**Dataset excerpts**.
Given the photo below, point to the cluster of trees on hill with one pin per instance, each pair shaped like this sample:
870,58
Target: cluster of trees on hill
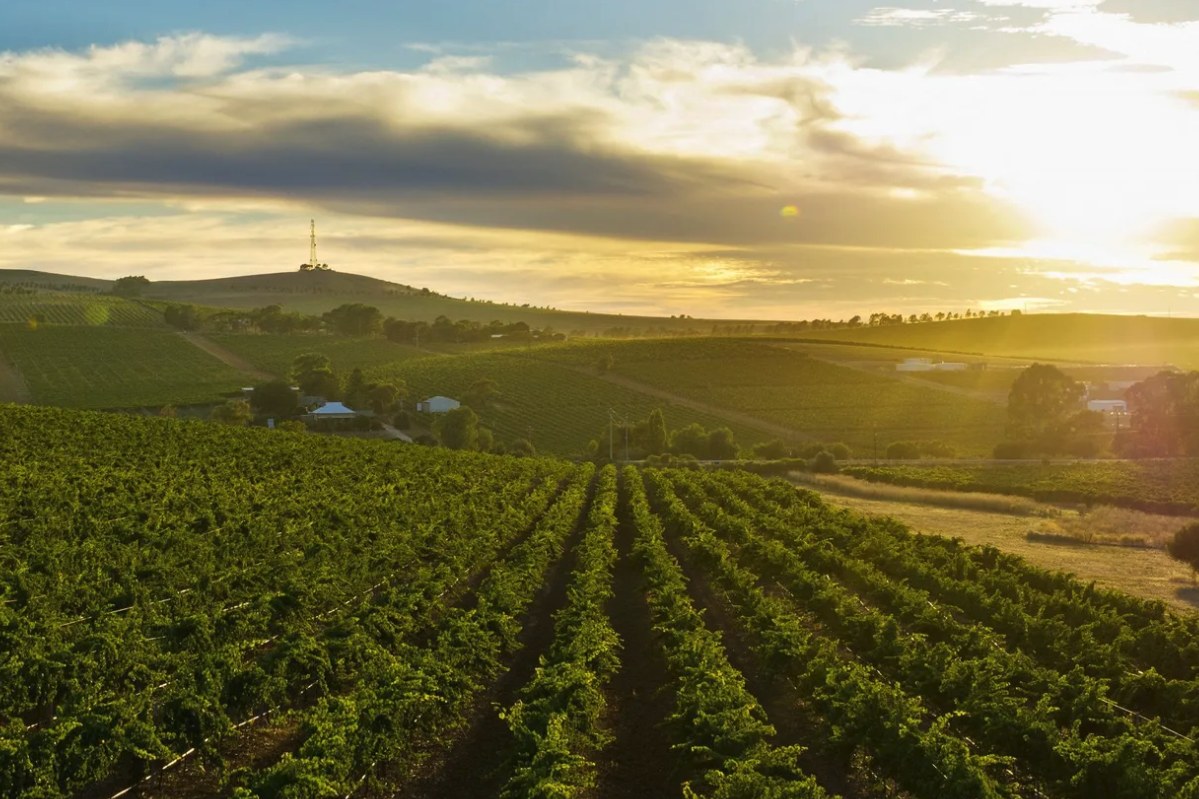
349,319
1164,413
1046,416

**Given request**. Copy out all the lines of the records above, requests included, adding 42 to each coordinate in the answer points while keeping the request lines unchanged. Leave the pictures out.

**Task answer**.
Given the photo below, point to the cluster of trees on hill with one pin per instance, each pair shaped like this sample:
870,58
Target: cluster of trees on hill
391,361
1206,455
1088,458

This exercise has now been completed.